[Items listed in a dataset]

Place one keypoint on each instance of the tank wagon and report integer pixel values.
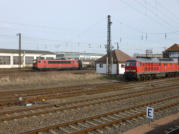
(42, 64)
(149, 68)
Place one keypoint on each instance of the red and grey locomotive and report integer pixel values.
(150, 68)
(43, 64)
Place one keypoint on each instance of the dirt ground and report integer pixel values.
(157, 127)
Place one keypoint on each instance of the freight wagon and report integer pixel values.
(149, 68)
(42, 64)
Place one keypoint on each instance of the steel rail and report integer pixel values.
(75, 107)
(138, 93)
(104, 115)
(56, 95)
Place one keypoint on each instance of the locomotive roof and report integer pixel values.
(118, 56)
(155, 60)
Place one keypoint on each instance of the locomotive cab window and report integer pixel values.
(133, 64)
(127, 64)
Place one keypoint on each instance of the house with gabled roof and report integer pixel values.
(118, 66)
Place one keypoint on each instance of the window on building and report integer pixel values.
(101, 65)
(29, 59)
(16, 60)
(122, 66)
(4, 60)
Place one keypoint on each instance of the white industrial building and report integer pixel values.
(118, 66)
(9, 58)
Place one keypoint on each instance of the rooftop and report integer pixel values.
(26, 51)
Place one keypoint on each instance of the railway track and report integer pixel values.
(103, 121)
(34, 111)
(36, 95)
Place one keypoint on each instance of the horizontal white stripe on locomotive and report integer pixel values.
(157, 72)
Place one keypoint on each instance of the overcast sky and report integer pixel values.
(81, 25)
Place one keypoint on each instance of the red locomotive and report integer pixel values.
(150, 68)
(42, 64)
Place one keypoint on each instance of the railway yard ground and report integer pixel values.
(81, 101)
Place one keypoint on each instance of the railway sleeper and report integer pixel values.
(52, 131)
(64, 130)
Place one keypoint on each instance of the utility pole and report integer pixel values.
(109, 54)
(117, 45)
(19, 35)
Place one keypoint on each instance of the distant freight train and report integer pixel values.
(42, 64)
(145, 69)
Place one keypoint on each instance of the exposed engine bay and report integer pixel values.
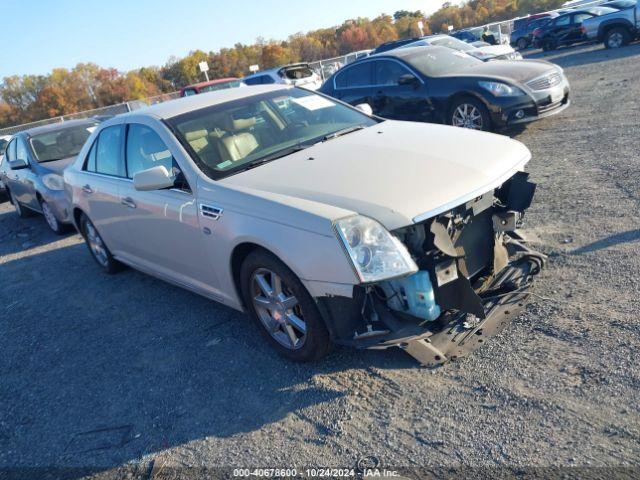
(474, 275)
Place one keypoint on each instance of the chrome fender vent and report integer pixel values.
(210, 211)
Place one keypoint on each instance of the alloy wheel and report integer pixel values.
(615, 40)
(51, 219)
(467, 116)
(96, 244)
(278, 309)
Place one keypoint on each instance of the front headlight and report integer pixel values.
(53, 181)
(375, 253)
(500, 89)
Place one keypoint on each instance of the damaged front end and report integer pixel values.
(474, 276)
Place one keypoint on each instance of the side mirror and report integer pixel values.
(365, 108)
(18, 164)
(408, 79)
(155, 178)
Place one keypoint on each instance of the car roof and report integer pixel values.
(276, 69)
(210, 82)
(406, 53)
(52, 127)
(182, 105)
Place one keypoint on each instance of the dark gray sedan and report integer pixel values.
(35, 160)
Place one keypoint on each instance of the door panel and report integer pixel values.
(166, 235)
(101, 197)
(163, 224)
(24, 188)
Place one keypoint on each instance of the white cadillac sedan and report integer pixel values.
(324, 224)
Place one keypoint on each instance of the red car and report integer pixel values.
(210, 86)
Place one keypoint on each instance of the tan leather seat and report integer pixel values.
(237, 144)
(197, 140)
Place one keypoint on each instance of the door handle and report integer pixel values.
(128, 202)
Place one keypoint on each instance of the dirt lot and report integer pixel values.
(106, 371)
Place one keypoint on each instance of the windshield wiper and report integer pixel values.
(339, 133)
(275, 156)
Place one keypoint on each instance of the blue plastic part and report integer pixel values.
(416, 295)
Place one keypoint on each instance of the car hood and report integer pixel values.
(395, 172)
(511, 70)
(491, 51)
(58, 166)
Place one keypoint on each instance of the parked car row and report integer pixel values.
(615, 23)
(325, 224)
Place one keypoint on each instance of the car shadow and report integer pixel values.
(101, 370)
(583, 54)
(623, 237)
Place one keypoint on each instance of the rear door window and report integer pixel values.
(21, 150)
(109, 159)
(356, 76)
(387, 72)
(11, 151)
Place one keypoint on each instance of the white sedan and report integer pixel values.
(325, 224)
(482, 51)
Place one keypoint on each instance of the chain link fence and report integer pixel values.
(102, 112)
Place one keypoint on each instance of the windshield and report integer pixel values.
(436, 61)
(601, 10)
(62, 143)
(451, 42)
(297, 73)
(233, 136)
(220, 86)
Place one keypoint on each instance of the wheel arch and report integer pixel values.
(76, 215)
(610, 24)
(239, 253)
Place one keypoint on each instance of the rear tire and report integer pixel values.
(21, 211)
(282, 308)
(54, 224)
(617, 37)
(97, 247)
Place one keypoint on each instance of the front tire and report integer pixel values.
(548, 45)
(97, 247)
(521, 43)
(283, 309)
(616, 38)
(21, 211)
(470, 113)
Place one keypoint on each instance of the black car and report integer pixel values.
(522, 35)
(437, 84)
(566, 29)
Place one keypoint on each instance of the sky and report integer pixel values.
(136, 33)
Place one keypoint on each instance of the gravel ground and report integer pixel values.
(106, 371)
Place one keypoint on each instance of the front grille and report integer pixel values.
(549, 106)
(543, 83)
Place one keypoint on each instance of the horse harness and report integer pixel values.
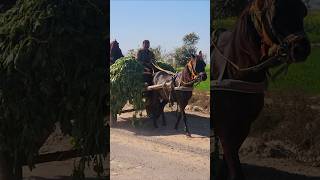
(275, 51)
(169, 90)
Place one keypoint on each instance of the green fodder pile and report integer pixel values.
(127, 83)
(53, 69)
(166, 66)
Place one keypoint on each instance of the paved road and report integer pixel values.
(155, 154)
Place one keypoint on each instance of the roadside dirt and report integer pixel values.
(283, 142)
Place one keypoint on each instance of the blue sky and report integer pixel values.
(163, 22)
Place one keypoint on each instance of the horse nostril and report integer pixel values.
(301, 50)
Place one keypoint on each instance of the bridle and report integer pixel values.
(195, 76)
(279, 49)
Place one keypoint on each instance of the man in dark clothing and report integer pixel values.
(145, 56)
(115, 51)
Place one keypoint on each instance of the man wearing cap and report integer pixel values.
(145, 56)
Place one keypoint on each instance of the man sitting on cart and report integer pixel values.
(145, 56)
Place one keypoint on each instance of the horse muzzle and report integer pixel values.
(296, 46)
(203, 76)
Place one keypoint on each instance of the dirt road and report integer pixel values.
(143, 152)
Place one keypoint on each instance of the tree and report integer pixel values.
(183, 53)
(191, 39)
(132, 52)
(159, 53)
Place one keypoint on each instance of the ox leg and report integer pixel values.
(5, 168)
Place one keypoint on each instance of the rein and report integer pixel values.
(270, 61)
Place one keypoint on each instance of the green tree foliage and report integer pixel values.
(183, 53)
(53, 69)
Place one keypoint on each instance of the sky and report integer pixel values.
(163, 22)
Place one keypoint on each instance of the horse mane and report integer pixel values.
(245, 44)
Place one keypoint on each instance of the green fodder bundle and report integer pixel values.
(166, 66)
(127, 84)
(53, 69)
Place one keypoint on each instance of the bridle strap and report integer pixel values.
(270, 61)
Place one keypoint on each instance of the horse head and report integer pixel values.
(279, 23)
(196, 67)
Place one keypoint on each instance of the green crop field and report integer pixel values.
(301, 76)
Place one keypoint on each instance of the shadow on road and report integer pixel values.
(62, 178)
(144, 126)
(253, 172)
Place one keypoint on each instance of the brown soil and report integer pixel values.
(283, 142)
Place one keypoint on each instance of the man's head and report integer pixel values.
(146, 44)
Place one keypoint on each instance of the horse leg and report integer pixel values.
(232, 160)
(164, 123)
(5, 168)
(222, 170)
(185, 122)
(155, 124)
(178, 120)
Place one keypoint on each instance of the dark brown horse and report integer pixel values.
(193, 72)
(268, 33)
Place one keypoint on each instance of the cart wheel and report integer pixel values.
(113, 119)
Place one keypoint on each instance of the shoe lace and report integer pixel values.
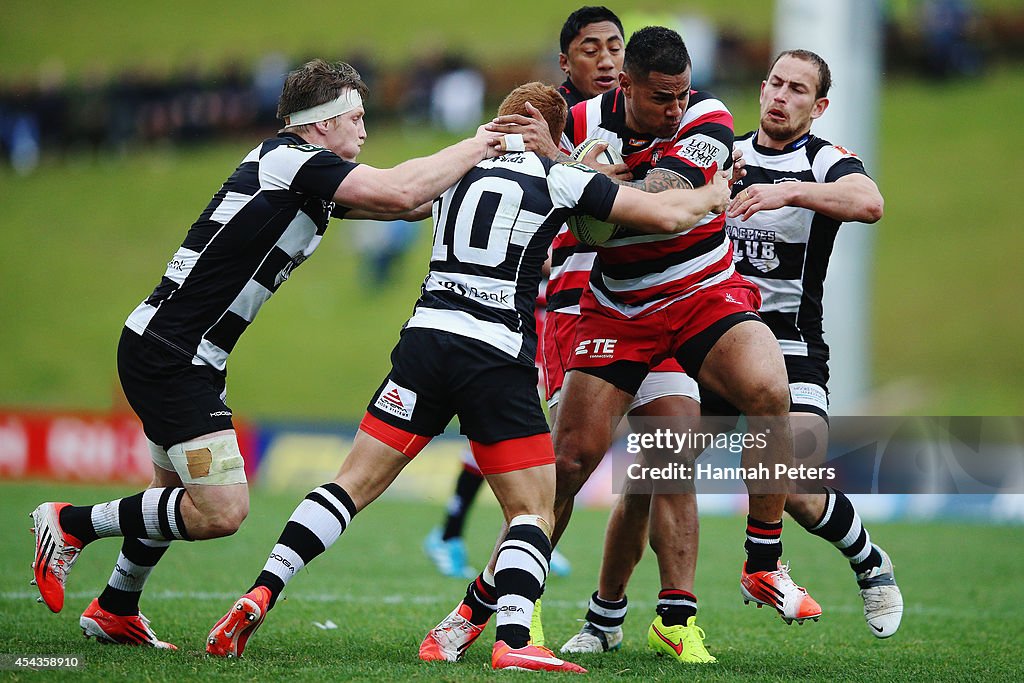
(876, 598)
(783, 582)
(454, 629)
(64, 560)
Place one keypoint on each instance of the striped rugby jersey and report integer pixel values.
(492, 233)
(265, 220)
(636, 273)
(570, 261)
(785, 251)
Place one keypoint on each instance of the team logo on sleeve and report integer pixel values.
(597, 348)
(701, 151)
(396, 400)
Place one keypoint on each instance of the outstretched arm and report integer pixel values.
(657, 180)
(419, 213)
(674, 210)
(414, 182)
(852, 198)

Task requirements: Extract and reproduce verbatim every line from the line containing "Place one keypoint on each instance of the team" through the final line of the records, including both ends.

Result of this task:
Place one keypoint on each instance of the team logo on sleeve and report integer pixel values.
(597, 348)
(701, 151)
(396, 400)
Place one keypoint on each instance of the outstretched arm and report integer pixel values.
(657, 180)
(419, 213)
(674, 210)
(414, 182)
(852, 198)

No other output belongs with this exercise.